=== Source text ===
..............................
Simple Guide to FLOP and Cost Per Token

FLOP: A "float math step." We use float32 if not stated.
FLOP/s: How many float math steps a GPU does each second.
We skip saying "FLOPs" or "FLOPS."

1. Cost of GPU in Terms of FLOP

Formula:

FLOP/$ = (GPU FLOP/s) * (GPU life in s) / (GPU price in $)

"GPU FLOP/s": the steps per sec.
"GPU life in s": total sec we run the GPU (say, 5 years).
"GPU price in $": cost to buy the GPU.

2. Cost Per Token for an LLM

We can find cost per token if we know:

How many float steps each token needs (FLOP/token).
The GPU's FLOP/$ rate.

Formula:

$/token = (FLOP / token) / (GPU FLOP/$)
         = e * (LLM params) / (GPU FLOP/$)

e: number of times each LLM param is used in one pass. e > 1.
LLM params: the size (in counts) of the model.

We assume:

Power cost over 5 years is small vs. the GPU cost.
One token comes from one forward pass.

3. Example: Llama3 with 405B Params

Memory need

Each param needs 4 bytes at float32.
So, 405B × 4 bytes = 1620 GB.
One H200 GPU has 141 GB.
1620 ÷ 141 ≈ 11.48 → Need ~12 H200 GPUs.

4. An Example Setup

Suppose we have 2 racks, each with 8×H200 (SXM). Each H200 gives 67 TFLOP/s.

Total FLOP/$

= (2 × 8 × 67 TFLOP/s) 
  × (5 years in sec) 
  / (2 × $300k)
= 2.817×10^17 FLOP/$

(We note "2 × $300k" since each rack costs $300k, so total is $600k.)

5. Cost Per Token for Llama3 (405B)

$/token 
= e × (405B) / (2.817×10^17 FLOP/$)
= e × 1.44×10^-6 $/token
= e × $1.44 per 1M tokens

If e = 2, then cost is about $2.88 per 1M tokens.

6. Compare With OpenAI

OpenAI posts their price at this page. You can see how these numbers might line up with that.

Note:

This is a rough check.
Actual cost also depends on power use, staff cost, and more.
..............................
=== Tasks and exercises ===
1. In the FLOP cost guide, write out again the part that opens with "LLM params: the" and closes with "bytes at float32.", changing "Power cost" to "Electricity cost".
2. Give every numbered section heading in the FLOP cost guide.
..............................
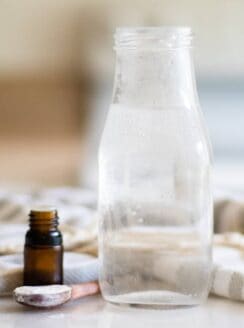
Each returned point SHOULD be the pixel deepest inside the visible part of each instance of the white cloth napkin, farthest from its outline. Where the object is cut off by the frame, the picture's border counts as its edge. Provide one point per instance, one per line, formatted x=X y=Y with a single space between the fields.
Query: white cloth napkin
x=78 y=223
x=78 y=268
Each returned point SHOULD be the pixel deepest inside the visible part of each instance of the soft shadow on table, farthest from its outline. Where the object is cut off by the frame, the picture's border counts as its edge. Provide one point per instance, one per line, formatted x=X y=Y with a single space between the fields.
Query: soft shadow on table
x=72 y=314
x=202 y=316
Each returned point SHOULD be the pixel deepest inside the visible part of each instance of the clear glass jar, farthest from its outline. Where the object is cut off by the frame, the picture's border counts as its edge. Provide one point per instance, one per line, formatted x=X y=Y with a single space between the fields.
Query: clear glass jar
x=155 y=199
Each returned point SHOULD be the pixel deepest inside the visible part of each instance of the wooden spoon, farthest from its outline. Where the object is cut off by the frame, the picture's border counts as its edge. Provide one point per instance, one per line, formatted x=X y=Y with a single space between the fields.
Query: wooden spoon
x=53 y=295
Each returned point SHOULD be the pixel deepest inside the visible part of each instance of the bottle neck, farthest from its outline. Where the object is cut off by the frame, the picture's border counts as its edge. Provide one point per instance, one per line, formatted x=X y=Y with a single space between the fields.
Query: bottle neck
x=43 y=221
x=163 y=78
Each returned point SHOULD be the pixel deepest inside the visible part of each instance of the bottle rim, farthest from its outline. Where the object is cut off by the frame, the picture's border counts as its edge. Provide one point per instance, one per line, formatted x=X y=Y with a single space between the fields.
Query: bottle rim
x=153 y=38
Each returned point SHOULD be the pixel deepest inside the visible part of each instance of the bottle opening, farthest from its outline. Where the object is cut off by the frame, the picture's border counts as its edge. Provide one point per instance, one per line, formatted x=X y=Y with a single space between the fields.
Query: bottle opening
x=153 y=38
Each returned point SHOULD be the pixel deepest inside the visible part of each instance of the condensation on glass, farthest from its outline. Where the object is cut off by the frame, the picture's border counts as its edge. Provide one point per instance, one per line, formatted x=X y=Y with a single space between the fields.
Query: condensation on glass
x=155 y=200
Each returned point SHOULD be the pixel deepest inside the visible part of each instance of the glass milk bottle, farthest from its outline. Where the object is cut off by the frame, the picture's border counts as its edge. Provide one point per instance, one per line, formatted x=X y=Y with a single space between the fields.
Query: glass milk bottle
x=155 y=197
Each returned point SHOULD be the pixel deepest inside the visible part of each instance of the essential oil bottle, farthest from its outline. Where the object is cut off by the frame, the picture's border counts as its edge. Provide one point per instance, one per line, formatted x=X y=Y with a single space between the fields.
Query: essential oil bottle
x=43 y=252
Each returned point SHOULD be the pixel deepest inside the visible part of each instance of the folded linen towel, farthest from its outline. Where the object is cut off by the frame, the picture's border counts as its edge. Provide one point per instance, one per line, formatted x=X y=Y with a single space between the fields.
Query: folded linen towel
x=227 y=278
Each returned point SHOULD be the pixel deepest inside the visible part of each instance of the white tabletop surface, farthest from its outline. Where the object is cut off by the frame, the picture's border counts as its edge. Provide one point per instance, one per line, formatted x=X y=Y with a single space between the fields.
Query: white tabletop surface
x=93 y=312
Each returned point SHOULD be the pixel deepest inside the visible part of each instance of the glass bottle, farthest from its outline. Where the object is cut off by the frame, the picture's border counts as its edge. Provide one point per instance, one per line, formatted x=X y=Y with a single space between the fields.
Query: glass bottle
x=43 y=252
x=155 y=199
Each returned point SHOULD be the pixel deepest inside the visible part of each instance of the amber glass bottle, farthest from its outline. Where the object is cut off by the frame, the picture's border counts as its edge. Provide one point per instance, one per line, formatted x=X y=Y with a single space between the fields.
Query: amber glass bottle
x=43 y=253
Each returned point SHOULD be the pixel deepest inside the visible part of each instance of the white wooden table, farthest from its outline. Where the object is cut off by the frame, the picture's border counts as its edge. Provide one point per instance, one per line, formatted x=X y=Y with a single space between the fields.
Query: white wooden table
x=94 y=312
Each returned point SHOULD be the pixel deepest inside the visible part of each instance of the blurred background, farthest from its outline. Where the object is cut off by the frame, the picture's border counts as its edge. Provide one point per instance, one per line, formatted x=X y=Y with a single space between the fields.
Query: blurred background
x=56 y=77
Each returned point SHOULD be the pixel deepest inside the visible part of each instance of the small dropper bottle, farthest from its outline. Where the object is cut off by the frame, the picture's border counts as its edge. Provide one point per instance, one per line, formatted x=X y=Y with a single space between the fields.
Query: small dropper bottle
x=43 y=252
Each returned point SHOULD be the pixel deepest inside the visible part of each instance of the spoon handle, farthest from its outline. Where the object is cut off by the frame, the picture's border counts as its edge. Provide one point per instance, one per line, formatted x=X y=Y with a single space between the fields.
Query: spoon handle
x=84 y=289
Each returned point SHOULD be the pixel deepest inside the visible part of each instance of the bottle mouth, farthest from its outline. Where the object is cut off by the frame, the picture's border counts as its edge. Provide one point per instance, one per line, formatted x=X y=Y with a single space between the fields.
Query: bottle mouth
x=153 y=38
..............................
=== List of answers ===
1.
LLM params: the size (in counts) of the model.

We assume:

Electricity cost over 5 years is small vs. the GPU cost.
One token comes from one forward pass.

3. Example: Llama3 with 405B Params

Memory need

Each param needs 4 bytes at float32.

2.
1. Cost of GPU in Terms of FLOP
2. Cost Per Token for an LLM
3. Example: Llama3 with 405B Params
4. An Example Setup
5. Cost Per Token for Llama3 (405B)
6. Compare With OpenAI